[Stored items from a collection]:
* * * * * * * * *
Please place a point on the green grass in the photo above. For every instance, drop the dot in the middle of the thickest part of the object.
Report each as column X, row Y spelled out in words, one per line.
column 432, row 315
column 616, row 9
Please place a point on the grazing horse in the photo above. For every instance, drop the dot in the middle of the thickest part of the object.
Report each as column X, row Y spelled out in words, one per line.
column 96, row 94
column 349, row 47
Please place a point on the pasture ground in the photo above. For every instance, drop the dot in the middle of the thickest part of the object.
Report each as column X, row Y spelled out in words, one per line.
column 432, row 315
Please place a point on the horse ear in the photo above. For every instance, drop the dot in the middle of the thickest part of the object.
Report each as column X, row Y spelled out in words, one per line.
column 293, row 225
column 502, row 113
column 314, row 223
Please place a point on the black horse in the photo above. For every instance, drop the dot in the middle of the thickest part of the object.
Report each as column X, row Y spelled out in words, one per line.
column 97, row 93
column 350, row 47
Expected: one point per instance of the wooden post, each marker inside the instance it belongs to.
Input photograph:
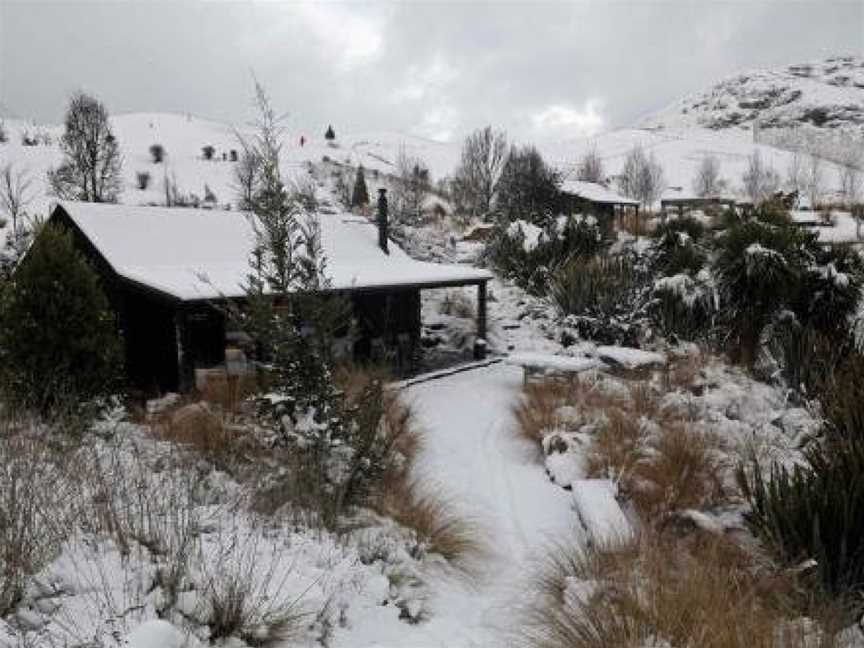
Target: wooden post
(480, 344)
(183, 357)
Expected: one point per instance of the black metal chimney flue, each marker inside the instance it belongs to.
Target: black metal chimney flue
(383, 224)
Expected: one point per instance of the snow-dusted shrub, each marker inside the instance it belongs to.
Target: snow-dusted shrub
(245, 589)
(841, 392)
(157, 152)
(815, 511)
(758, 271)
(37, 500)
(830, 290)
(604, 297)
(642, 177)
(678, 247)
(685, 305)
(12, 250)
(142, 178)
(527, 187)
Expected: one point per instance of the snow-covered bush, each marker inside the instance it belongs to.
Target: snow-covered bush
(142, 178)
(528, 253)
(157, 152)
(678, 247)
(59, 349)
(758, 270)
(603, 297)
(815, 511)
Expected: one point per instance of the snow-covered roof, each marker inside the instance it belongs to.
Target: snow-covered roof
(595, 193)
(204, 254)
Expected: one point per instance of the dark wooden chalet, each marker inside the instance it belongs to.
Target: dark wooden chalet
(167, 272)
(580, 197)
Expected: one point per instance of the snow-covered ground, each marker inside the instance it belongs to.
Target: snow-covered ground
(473, 458)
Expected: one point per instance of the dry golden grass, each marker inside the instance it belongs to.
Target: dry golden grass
(634, 226)
(227, 392)
(194, 425)
(536, 410)
(682, 373)
(616, 447)
(701, 592)
(439, 527)
(644, 399)
(680, 469)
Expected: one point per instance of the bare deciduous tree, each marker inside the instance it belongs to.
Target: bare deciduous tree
(91, 167)
(476, 180)
(590, 167)
(245, 178)
(642, 177)
(413, 183)
(15, 194)
(760, 180)
(849, 173)
(795, 176)
(814, 180)
(708, 182)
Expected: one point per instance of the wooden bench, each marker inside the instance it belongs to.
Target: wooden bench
(544, 364)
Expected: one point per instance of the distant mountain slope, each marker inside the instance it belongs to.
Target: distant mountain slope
(824, 96)
(183, 138)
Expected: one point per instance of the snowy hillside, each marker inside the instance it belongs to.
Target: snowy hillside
(826, 95)
(184, 136)
(825, 98)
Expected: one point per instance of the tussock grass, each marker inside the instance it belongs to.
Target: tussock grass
(246, 591)
(616, 447)
(680, 469)
(199, 427)
(704, 591)
(38, 506)
(440, 528)
(682, 373)
(536, 411)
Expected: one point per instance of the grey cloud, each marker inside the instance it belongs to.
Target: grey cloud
(538, 70)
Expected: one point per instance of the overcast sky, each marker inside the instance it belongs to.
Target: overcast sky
(540, 70)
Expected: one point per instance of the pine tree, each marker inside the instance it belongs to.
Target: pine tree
(59, 347)
(360, 196)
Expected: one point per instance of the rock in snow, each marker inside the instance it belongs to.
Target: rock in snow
(157, 633)
(600, 513)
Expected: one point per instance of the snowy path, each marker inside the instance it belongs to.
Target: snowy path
(472, 458)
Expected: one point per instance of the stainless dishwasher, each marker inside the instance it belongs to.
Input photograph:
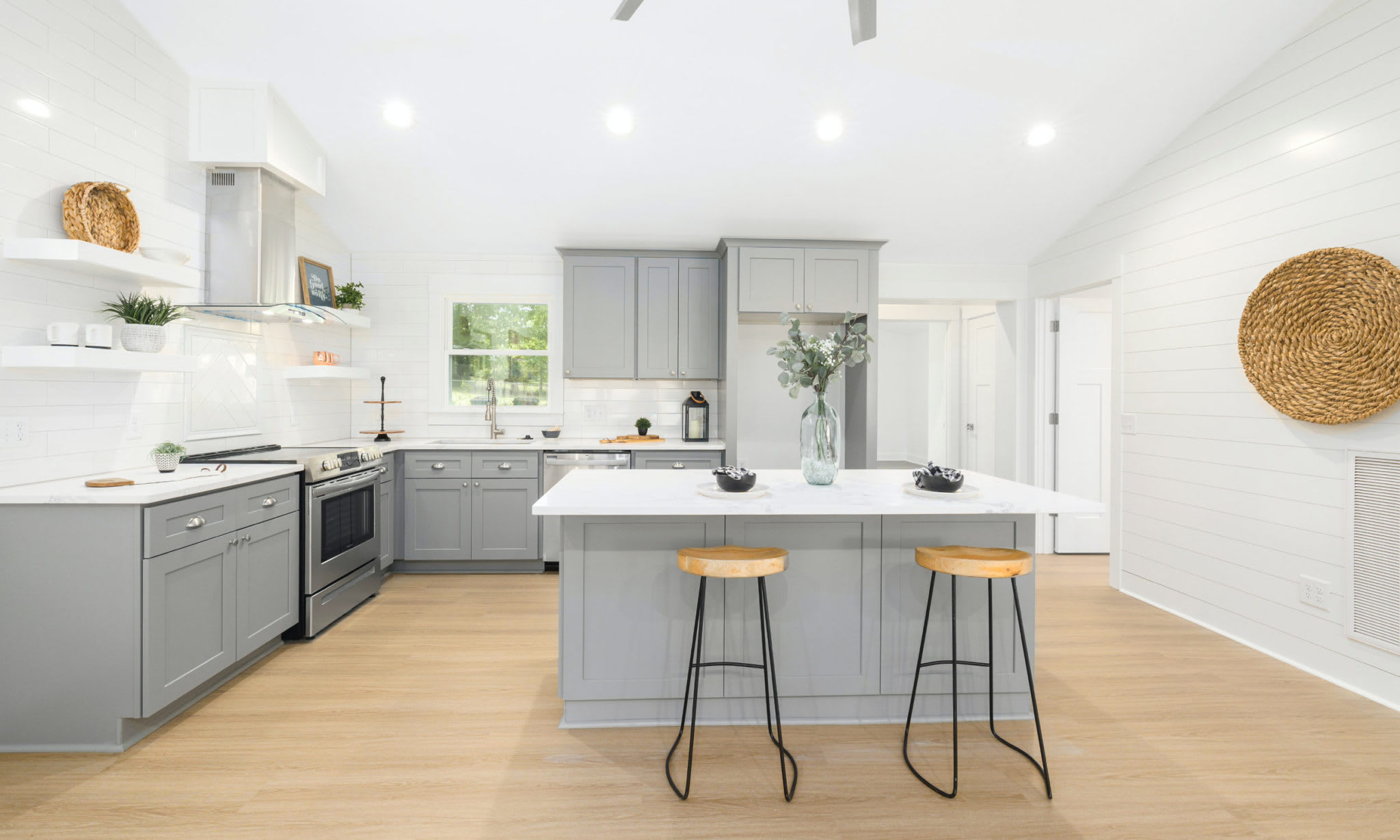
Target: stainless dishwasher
(559, 465)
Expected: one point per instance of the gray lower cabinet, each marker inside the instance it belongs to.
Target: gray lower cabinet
(504, 528)
(438, 519)
(189, 629)
(684, 459)
(600, 316)
(268, 582)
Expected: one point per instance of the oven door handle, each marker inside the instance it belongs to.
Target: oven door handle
(339, 486)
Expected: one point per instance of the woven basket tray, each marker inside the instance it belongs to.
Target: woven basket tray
(98, 212)
(1321, 336)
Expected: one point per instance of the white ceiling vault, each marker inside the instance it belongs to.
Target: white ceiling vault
(510, 153)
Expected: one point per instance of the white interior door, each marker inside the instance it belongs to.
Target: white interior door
(980, 401)
(1083, 436)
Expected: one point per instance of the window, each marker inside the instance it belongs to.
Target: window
(507, 342)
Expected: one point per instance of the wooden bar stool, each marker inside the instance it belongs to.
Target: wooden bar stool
(979, 563)
(733, 562)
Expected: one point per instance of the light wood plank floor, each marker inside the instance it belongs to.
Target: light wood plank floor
(433, 710)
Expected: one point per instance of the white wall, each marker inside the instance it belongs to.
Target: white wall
(1226, 502)
(398, 301)
(118, 113)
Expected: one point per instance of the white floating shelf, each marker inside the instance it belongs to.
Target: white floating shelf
(325, 371)
(75, 255)
(94, 359)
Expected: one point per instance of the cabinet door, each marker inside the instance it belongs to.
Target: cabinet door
(189, 627)
(658, 306)
(837, 280)
(770, 279)
(438, 519)
(268, 582)
(699, 342)
(601, 316)
(504, 527)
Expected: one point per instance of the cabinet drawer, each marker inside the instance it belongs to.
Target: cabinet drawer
(677, 459)
(268, 500)
(187, 521)
(504, 465)
(438, 465)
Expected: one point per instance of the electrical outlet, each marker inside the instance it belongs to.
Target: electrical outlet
(1314, 591)
(14, 433)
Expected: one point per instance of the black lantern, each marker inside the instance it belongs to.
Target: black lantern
(695, 418)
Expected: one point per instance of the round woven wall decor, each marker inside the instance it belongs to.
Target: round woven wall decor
(1321, 336)
(98, 212)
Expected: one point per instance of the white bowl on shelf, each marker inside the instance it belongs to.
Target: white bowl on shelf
(165, 255)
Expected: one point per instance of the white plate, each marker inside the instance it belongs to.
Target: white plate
(713, 491)
(965, 491)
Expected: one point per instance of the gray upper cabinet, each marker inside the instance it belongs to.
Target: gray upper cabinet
(504, 528)
(438, 519)
(699, 320)
(837, 280)
(658, 314)
(268, 582)
(189, 626)
(600, 316)
(770, 279)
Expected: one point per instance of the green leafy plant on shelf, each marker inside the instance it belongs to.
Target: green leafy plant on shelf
(351, 296)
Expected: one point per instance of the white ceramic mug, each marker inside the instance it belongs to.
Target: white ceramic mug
(64, 334)
(98, 335)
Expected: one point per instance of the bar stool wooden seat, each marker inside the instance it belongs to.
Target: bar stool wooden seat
(975, 562)
(733, 562)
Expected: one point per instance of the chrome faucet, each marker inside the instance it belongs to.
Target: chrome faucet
(490, 409)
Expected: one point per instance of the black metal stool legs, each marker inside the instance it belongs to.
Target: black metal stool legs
(770, 693)
(1042, 766)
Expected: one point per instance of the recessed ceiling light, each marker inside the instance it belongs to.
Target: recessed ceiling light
(398, 113)
(36, 107)
(1040, 133)
(829, 128)
(619, 121)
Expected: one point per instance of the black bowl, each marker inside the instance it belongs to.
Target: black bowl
(731, 485)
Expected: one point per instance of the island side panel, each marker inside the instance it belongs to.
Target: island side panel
(628, 612)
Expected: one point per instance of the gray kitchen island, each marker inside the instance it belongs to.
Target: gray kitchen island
(846, 614)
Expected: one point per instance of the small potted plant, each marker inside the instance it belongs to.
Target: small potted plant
(167, 455)
(351, 296)
(144, 320)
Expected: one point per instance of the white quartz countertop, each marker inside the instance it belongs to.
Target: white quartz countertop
(561, 444)
(192, 480)
(856, 491)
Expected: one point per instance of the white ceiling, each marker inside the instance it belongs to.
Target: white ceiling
(510, 153)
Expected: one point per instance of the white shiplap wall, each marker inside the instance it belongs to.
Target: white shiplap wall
(396, 346)
(120, 109)
(1224, 500)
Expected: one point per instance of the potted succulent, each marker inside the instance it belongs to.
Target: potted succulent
(144, 320)
(167, 455)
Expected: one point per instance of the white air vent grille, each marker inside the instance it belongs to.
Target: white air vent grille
(1374, 560)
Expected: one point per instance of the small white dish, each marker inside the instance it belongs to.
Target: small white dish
(713, 491)
(962, 493)
(165, 255)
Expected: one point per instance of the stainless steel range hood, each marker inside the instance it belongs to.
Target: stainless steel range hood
(251, 249)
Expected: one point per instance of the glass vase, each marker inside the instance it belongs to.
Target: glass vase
(821, 442)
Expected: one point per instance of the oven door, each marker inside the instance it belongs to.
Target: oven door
(342, 528)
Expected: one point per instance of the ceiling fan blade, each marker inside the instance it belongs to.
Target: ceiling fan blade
(863, 20)
(630, 6)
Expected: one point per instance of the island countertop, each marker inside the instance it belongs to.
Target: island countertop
(856, 491)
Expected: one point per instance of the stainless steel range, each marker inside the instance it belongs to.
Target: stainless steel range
(339, 527)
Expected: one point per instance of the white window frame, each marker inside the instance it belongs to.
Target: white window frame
(440, 343)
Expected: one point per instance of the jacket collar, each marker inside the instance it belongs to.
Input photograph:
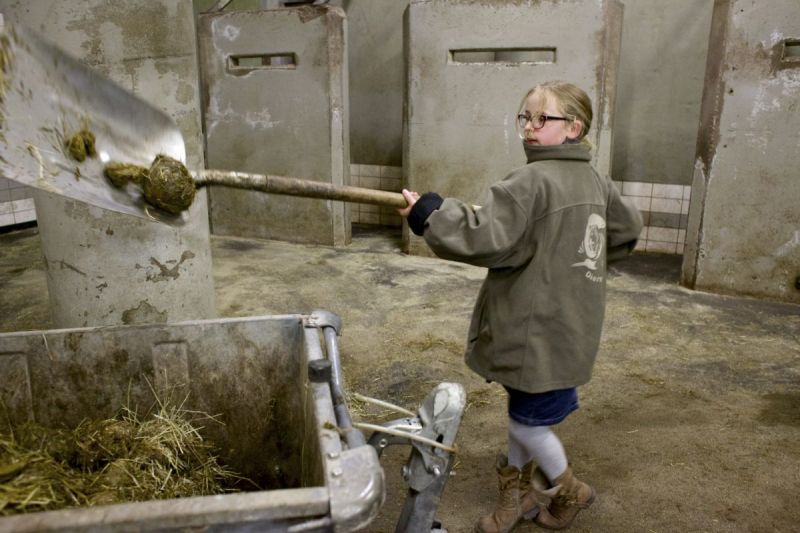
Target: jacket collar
(580, 152)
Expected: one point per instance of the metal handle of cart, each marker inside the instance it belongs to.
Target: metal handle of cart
(430, 434)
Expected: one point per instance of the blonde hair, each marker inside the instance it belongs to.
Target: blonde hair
(572, 101)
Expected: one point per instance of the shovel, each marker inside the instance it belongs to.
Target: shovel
(47, 97)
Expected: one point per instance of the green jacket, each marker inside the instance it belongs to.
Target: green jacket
(545, 233)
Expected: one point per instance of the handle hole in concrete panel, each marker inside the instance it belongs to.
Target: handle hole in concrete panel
(250, 62)
(791, 50)
(508, 56)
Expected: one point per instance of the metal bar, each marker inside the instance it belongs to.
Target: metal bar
(353, 436)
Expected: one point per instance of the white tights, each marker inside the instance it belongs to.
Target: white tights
(538, 443)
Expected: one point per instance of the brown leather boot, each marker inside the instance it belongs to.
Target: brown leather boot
(507, 513)
(535, 491)
(573, 495)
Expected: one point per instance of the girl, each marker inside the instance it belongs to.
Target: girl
(545, 233)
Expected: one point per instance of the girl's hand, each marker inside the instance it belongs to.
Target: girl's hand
(411, 198)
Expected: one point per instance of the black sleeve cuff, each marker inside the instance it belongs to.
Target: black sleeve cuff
(427, 204)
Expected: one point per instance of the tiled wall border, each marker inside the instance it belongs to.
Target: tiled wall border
(384, 178)
(16, 203)
(665, 209)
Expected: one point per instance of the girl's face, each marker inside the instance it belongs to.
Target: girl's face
(554, 130)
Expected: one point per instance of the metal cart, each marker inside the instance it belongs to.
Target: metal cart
(275, 382)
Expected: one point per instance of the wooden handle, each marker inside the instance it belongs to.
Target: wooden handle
(298, 187)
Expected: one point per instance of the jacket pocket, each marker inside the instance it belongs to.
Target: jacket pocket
(480, 329)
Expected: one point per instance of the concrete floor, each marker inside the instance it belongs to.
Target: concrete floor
(691, 422)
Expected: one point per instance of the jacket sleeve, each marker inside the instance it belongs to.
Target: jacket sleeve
(489, 236)
(624, 224)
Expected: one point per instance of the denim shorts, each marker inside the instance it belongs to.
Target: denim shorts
(541, 409)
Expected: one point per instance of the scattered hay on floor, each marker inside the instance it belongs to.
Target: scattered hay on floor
(124, 459)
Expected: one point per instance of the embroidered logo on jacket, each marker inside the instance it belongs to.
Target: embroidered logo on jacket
(594, 241)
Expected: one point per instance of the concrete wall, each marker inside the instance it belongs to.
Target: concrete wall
(662, 69)
(376, 81)
(278, 120)
(744, 219)
(460, 118)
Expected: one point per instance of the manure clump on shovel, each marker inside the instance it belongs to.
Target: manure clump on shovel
(167, 184)
(81, 145)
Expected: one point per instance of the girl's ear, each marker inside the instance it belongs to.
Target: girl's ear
(575, 129)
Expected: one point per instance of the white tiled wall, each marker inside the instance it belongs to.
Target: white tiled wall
(665, 209)
(384, 178)
(16, 203)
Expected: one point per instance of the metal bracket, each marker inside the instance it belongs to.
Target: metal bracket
(324, 319)
(428, 467)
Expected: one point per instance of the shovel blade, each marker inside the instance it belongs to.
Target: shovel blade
(46, 97)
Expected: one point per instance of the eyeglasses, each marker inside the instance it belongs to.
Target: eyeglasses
(537, 121)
* * * * * * * * *
[Exercise goal]:
With the pictures omitted, copy the entries above exactly from the line containing "Target: overcast sky" through the line containing "Expected: one point per instance of the wooden bar", both lines included.

[Solution to this exercise]:
Target: overcast sky
(540, 70)
Expected: one point per instance of the pine tree, each marker inside the instance it belongs to.
Target: pine tree
(59, 347)
(360, 196)
Expected: one point per instance of the rock in snow, each marker inside the instance it belongs to.
Target: rock in snow
(157, 633)
(600, 513)
Expected: one point per instance of the snowy path, each marker inside the instance it belongs to.
Target: snowy path
(472, 458)
Expected: one point per instance of the stainless dishwasher, each marker inside the instance it belongs to.
Input photograph:
Target: stainless dishwasher
(559, 465)
Expected: one point per instance of the gray lower cabinet, each marker inside the instance it belongs to.
Target: gray lower cabinet
(504, 528)
(438, 519)
(189, 629)
(684, 459)
(600, 316)
(268, 582)
Expected: one point per instance of the oven door handle, each marker inside the instance it belongs to.
Target: oven door handle
(339, 486)
Expected: one point per instance of the woven basket tray, each marker inside the instance it belongs to.
Target: woven basket tray
(98, 212)
(1321, 336)
Expected: one point per instance of the white ceiling vault, each marker inside the instance it belongs to.
Target: white ceiling vault
(510, 153)
Expected: one point per instance of the white interior door, each marker inside the instance it belongs to.
Target: white interior door
(980, 401)
(1083, 436)
Expected: one point per instance of the window, each marker inside the instance it belongs to.
Target: window
(507, 342)
Expected: one point per instance of the wooden bar stool, each marker inside the instance it belongs to.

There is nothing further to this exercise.